** Task list **
1. According to the Peru travel account, what partnership ran the trip the writer took?
2. Continue the Peru travel account from its final sentence.

** Text shown **
-----
This spring, when I started thinking about what I wanted to do for my summer vacation, I swore up and down that I was going to go somewhere relaxing and just drink wine for two weeks. Which is clearly how I ended up on another “adventure” vacation that involved not only literal planes, trains, and automobiles…and boats, but somehow walking up every giant flight of stone steps built by the Incas in the entire Cusco valley. As someone who (internally) grimaces when I visit friends in NYC who live in walkups? This was clearly an excellent idea. But it was absolutely amazing. This is the second trip I’ve taken with the National Geographic Journeys-G Adventures partnership, and it was another solid win. I think I’ve talked at least three other people in my office into taking trips in the two weeks since I’ve been back.

The trip started in Lima (where I arrived a few days early to actually spend some time in Lima), then we flew to Tambopata in the Peruvian Amazon, and then we flew to Cusco, where I hung out with some folks from some other tours while most of my actual tour went off to hike the Inka trail or the Lares Trek. I know my limitations, both in terms of hiking and ability to be a pleasant human being without a bed, shower or bathroom, and opted to not spend three days hiking along a trail that included sites named things like “Dead Woman’s Pass”.
-----
** Extracted entries **
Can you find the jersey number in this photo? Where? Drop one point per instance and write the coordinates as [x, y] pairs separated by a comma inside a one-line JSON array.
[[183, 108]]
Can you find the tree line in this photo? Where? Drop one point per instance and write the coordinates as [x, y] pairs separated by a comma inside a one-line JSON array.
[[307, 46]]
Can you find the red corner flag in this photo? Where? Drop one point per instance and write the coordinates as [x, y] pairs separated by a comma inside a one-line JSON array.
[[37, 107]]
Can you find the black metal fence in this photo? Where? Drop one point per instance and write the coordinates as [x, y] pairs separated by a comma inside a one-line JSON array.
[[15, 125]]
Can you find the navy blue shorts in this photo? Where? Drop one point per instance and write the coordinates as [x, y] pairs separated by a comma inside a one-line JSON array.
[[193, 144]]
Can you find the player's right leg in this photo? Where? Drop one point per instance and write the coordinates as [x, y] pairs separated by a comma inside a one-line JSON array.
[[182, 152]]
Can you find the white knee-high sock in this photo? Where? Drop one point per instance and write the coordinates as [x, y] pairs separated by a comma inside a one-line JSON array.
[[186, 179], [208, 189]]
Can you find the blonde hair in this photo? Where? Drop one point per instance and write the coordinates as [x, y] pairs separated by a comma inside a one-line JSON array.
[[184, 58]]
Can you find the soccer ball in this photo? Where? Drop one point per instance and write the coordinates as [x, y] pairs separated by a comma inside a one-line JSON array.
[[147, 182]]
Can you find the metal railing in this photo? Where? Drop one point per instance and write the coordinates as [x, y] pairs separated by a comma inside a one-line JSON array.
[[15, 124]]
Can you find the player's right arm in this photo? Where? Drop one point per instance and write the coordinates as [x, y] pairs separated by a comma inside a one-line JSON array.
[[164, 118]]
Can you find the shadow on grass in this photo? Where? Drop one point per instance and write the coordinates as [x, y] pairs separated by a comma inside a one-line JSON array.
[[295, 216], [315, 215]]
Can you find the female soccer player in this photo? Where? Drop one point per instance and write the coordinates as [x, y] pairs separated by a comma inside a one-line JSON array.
-----
** Outputs by task **
1. The National Geographic Journeys-G Adventures partnership.

2.
We all reconnected at the place where everyone in Peru eventually arrives – Machu Picchu. At a certain point, with the amount of time people spend talking about it, you start to think it’s overrated and can’t really be that amazing.

It’s that amazing. Not just the construction – the natural beauty of the site by itself is one of the most incredible things I’ve ever experienced. We all had to get on line for the bus to get there at about 4-something in the morning, and it was raining while we stood in this two-hour long line. But the rain stopped by the time we were at the site, and turned into steam coming off the mountains that made us feel like we were actually standing in the clouds. I’m not sure my pictures do it justice, but I sure took a lot of them.

Oh, and as for the wine I planned to drink? The wine in Peru was good, but I ended up not drinking very much of it thanks to the fact that once I got to Cusco the altitude made one glass pretty much my limit. I really need to plan that part better next time!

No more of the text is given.